In the passage on bolted connections, what did Charalampakis add to the original Bouc–Wen model?

** Document extract **
▼
The dynamic characteristics of bolted connections are complex non-linear [23]. Majumdar [24] combined the hysteresis equation of the Bouc–Wen model with the dynamic equation in order to obtain hysteresis models with different energy dissipation and stiffness changes. Because of the initial displacement drift of the Bouc–Wen model, the hysteresis loop can not be closed. To solve this problem, Charalampakis [25] added reinforcement factors to the original model to distinguish the initial loading process and the reloading process. Mohammad [26] proposed a Modified Firefly Algorithm to find the Bouc–Wen hysteresis model parameters. Pereira Miguel [27] used the Bouc–Wen model to describe the hysteresis effect in bolted joints, and used a harmonic balance method to identify the model’s parameters. Shetty [28] used a semi-physical Bouc–Wen model, which relates the input displacement to the output restoring force in a hysteretic way to capture the power-law damping behavior observed in joints. Peng [29] constructed a feedforward neural network for hysteretic nonlinear systems based on the Bouce–Wen model, and demonstrated that the restoring force–displacement curve hysteresis loop closely represents real curves. Menq [30] established a new physical model of plane to plane, and deduced the tangential force changes of the elastic bar under elastic deformation and plastic sliding during initial loading to distinguish the gross slip and microslip.
▲
[Boundary labeling items]
▼
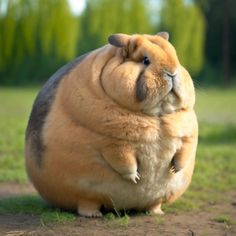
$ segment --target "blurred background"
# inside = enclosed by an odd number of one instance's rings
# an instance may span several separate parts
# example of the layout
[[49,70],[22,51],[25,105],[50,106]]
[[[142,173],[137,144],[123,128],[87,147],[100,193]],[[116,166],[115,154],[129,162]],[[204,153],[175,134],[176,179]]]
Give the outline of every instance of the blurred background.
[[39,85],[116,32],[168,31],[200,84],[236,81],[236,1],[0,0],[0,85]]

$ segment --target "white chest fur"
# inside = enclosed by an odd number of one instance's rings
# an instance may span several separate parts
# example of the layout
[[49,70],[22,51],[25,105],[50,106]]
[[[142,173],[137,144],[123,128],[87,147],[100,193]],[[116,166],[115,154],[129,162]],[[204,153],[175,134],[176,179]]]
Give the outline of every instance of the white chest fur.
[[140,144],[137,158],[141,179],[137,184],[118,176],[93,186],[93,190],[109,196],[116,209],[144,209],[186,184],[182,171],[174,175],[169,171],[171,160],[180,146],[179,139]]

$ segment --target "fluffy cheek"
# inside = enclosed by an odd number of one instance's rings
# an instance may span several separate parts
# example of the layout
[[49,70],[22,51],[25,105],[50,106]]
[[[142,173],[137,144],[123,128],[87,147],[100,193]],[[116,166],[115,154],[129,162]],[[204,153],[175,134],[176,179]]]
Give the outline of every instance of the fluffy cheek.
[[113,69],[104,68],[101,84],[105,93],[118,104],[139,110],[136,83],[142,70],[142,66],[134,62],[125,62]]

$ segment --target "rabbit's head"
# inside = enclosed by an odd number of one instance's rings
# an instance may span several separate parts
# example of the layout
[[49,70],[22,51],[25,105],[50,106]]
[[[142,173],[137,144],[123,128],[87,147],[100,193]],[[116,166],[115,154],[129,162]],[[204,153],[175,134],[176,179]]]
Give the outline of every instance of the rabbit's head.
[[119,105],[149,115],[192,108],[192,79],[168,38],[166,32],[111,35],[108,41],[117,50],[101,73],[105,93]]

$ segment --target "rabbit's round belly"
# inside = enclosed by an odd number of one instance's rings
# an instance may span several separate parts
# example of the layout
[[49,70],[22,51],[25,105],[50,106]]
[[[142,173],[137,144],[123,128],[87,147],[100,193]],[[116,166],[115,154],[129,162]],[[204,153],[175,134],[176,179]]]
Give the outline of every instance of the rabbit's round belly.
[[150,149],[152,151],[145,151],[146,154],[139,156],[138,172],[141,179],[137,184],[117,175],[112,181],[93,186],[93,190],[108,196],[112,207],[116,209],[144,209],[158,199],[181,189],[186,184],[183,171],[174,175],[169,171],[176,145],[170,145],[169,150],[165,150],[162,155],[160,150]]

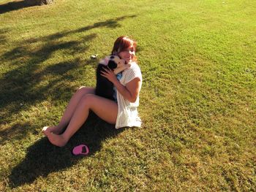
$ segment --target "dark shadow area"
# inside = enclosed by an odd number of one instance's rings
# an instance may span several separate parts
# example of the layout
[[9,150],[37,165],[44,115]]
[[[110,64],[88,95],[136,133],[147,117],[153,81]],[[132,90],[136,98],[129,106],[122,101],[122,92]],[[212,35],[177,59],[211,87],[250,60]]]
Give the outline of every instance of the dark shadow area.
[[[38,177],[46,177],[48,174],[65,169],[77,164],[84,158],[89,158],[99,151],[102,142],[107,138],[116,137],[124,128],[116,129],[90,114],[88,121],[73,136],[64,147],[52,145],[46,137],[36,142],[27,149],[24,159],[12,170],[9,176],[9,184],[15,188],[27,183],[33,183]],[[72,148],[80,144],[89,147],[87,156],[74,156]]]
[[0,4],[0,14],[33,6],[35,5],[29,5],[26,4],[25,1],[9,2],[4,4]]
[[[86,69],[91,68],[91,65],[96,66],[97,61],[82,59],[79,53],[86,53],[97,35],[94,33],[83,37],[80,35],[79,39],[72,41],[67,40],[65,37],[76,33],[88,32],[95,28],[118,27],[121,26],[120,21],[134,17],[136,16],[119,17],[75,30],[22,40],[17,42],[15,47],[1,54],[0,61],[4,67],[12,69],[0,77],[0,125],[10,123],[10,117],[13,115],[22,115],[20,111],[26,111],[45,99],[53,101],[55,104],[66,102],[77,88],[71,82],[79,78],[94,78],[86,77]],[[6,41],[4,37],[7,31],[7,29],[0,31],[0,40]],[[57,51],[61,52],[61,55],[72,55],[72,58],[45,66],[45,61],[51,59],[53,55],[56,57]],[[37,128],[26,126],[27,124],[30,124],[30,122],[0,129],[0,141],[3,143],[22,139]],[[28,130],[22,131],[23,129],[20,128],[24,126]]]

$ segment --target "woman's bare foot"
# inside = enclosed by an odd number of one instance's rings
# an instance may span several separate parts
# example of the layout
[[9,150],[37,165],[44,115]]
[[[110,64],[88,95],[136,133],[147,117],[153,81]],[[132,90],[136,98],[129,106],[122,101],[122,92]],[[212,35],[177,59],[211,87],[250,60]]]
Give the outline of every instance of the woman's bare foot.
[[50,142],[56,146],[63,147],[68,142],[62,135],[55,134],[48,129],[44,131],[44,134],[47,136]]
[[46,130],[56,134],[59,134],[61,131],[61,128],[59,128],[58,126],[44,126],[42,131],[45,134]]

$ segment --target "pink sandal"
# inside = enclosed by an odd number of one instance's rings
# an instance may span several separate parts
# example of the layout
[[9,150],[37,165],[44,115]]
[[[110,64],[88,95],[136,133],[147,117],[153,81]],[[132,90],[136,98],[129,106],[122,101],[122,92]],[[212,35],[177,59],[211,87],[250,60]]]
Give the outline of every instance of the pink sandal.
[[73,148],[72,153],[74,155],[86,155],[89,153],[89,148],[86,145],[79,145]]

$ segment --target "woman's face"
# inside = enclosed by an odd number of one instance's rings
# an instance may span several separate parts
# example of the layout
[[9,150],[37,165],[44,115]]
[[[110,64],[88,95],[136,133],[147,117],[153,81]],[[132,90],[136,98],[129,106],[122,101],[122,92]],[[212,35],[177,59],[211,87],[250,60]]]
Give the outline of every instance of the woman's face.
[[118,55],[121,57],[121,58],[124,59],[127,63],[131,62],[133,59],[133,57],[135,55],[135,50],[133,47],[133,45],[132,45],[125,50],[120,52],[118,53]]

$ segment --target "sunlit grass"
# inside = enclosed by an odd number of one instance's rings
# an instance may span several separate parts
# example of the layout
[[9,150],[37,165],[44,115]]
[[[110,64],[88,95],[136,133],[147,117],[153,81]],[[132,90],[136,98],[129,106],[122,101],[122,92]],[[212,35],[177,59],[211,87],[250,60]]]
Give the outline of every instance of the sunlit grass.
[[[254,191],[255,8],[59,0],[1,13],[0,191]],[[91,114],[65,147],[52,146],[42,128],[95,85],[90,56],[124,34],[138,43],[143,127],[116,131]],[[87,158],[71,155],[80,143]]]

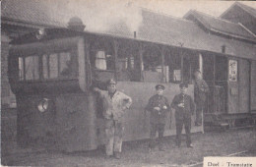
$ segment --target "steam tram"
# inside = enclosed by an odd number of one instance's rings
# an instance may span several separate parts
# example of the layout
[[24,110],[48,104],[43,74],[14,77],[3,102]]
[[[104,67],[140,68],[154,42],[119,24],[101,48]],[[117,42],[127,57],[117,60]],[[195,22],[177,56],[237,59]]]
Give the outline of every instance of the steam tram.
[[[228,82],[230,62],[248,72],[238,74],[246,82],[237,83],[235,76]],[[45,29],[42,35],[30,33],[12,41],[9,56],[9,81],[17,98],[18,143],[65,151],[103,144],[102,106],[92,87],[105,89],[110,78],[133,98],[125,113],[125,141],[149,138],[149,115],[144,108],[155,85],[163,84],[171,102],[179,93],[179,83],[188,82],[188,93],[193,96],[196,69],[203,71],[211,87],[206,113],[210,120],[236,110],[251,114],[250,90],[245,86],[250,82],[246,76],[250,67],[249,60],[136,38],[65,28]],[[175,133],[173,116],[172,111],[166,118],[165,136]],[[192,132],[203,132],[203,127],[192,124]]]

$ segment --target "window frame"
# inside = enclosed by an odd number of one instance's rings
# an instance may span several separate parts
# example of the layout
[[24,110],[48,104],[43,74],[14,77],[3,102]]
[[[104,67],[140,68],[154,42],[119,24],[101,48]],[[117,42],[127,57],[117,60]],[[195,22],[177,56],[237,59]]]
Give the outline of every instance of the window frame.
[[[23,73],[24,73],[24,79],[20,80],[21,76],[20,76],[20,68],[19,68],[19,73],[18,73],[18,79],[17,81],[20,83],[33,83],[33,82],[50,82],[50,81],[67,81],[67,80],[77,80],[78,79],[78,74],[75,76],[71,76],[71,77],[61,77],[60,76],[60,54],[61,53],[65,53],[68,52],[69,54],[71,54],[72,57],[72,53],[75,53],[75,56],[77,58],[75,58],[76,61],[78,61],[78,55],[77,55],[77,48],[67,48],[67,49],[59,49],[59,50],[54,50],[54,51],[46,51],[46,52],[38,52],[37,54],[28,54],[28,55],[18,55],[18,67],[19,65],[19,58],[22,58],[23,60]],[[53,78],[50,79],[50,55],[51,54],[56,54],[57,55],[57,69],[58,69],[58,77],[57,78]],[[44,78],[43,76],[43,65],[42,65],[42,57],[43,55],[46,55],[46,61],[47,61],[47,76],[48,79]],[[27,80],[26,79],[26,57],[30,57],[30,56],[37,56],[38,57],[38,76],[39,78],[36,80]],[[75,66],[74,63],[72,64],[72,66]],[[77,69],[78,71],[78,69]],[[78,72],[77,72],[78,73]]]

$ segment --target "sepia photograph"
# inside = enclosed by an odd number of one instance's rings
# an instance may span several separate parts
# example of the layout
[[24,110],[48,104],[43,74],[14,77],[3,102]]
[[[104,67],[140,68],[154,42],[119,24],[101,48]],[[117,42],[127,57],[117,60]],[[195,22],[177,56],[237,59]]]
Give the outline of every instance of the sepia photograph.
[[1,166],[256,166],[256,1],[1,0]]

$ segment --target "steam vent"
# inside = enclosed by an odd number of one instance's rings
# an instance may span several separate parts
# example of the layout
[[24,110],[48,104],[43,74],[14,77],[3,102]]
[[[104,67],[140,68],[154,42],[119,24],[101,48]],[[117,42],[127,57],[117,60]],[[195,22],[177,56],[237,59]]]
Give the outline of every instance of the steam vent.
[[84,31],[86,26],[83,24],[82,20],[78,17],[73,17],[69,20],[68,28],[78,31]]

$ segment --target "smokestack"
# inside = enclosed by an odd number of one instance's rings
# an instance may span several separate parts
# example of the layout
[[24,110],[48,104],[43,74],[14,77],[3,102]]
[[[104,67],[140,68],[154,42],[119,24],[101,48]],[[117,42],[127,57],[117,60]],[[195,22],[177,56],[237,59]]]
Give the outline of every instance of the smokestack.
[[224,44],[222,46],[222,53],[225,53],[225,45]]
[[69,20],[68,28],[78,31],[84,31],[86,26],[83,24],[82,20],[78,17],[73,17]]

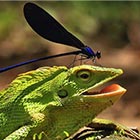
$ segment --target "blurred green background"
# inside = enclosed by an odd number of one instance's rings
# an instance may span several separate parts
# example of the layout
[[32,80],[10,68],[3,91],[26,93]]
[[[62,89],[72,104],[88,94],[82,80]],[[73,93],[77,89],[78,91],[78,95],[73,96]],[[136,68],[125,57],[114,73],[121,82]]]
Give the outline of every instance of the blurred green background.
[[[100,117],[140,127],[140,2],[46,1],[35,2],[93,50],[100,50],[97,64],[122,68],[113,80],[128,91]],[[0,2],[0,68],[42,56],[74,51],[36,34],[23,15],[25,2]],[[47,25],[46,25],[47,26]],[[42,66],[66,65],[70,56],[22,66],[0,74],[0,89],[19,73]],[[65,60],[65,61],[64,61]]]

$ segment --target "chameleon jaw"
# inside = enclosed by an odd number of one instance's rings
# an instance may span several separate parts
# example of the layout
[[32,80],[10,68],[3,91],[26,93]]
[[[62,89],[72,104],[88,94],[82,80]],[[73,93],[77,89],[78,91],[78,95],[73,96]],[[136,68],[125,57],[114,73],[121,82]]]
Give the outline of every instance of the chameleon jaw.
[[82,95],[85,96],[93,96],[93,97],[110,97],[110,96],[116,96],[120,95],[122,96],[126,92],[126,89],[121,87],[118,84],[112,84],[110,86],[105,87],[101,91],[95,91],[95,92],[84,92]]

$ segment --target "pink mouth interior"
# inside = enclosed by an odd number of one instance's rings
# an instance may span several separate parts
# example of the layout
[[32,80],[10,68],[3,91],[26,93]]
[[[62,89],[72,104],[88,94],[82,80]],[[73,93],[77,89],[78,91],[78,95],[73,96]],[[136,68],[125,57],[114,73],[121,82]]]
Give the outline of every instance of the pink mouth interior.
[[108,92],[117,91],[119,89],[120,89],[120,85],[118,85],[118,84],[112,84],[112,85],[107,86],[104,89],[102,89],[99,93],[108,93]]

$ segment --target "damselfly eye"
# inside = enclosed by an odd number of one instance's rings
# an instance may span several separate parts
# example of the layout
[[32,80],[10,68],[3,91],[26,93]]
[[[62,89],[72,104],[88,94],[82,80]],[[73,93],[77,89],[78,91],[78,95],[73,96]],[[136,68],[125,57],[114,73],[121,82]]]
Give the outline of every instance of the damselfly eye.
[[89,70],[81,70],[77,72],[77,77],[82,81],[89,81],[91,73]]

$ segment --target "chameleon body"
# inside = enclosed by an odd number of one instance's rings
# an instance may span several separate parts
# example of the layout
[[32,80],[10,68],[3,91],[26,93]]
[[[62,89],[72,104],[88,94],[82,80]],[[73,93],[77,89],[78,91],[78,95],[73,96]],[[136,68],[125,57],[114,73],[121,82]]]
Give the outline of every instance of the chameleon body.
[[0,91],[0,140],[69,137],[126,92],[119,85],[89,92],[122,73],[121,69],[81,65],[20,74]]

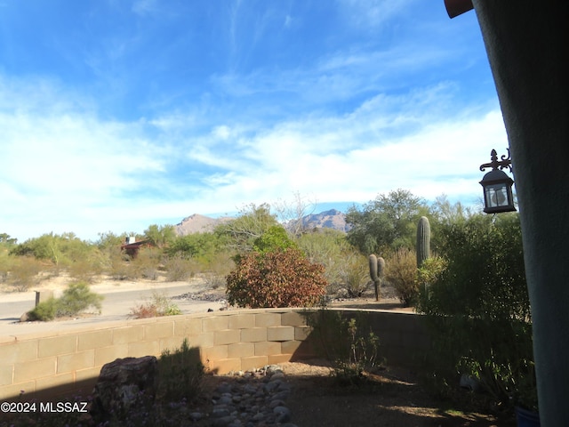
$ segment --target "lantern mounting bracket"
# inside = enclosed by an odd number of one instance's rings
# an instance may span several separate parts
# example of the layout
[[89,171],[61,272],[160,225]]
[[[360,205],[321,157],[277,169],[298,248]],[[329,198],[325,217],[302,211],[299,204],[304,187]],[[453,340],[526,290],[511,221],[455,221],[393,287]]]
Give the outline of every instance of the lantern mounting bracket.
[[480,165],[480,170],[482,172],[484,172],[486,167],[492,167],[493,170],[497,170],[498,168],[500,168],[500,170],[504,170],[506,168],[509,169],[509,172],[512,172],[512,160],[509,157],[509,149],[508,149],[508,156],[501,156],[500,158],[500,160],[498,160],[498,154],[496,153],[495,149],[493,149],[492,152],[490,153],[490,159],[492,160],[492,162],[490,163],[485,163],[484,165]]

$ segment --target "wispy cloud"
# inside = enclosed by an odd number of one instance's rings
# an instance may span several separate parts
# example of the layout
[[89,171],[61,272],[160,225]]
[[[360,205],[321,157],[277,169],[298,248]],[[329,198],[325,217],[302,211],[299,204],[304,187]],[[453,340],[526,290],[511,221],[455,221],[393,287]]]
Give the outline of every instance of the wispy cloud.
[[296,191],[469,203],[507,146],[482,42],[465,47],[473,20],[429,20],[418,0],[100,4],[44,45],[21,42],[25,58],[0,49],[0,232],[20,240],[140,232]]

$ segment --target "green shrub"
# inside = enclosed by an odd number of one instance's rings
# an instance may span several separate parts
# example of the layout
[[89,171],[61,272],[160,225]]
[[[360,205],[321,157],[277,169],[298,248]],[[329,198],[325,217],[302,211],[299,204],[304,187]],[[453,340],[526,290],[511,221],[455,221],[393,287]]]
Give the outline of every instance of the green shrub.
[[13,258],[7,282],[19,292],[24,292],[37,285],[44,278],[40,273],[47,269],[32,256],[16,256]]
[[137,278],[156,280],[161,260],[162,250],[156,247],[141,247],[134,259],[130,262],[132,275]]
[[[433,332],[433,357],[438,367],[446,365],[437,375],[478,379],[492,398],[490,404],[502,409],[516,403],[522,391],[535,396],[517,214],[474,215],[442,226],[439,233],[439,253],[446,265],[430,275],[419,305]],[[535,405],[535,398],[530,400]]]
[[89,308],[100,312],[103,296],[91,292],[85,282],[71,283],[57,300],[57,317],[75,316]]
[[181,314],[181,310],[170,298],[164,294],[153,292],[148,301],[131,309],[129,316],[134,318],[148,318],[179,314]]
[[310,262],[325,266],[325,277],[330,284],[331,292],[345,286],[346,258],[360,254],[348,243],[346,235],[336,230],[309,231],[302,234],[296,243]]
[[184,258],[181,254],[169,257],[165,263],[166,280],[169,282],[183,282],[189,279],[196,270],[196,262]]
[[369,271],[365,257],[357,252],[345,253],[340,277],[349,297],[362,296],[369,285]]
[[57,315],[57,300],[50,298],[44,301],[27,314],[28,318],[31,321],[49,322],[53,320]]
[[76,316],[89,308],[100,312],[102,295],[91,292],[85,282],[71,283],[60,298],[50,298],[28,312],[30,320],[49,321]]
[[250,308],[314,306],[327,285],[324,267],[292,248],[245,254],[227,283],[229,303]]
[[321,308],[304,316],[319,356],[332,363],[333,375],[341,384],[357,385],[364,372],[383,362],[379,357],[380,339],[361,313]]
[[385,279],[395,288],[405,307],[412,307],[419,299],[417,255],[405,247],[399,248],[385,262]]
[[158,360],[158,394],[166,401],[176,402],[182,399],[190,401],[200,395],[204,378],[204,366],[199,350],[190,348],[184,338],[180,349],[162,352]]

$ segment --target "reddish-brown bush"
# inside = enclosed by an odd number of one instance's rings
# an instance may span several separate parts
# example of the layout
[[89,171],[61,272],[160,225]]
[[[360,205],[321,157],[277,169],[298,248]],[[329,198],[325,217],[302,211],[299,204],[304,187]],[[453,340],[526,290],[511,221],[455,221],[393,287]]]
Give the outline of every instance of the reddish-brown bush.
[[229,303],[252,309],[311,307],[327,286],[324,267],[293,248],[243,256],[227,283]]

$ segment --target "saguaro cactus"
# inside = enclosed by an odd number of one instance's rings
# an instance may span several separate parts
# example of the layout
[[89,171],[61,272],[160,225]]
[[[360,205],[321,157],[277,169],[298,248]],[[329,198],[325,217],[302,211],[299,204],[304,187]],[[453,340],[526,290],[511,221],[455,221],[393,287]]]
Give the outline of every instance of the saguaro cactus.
▲
** Result of the exercise **
Reinforcement factors, to distinguish the initial loading process from the reloading process.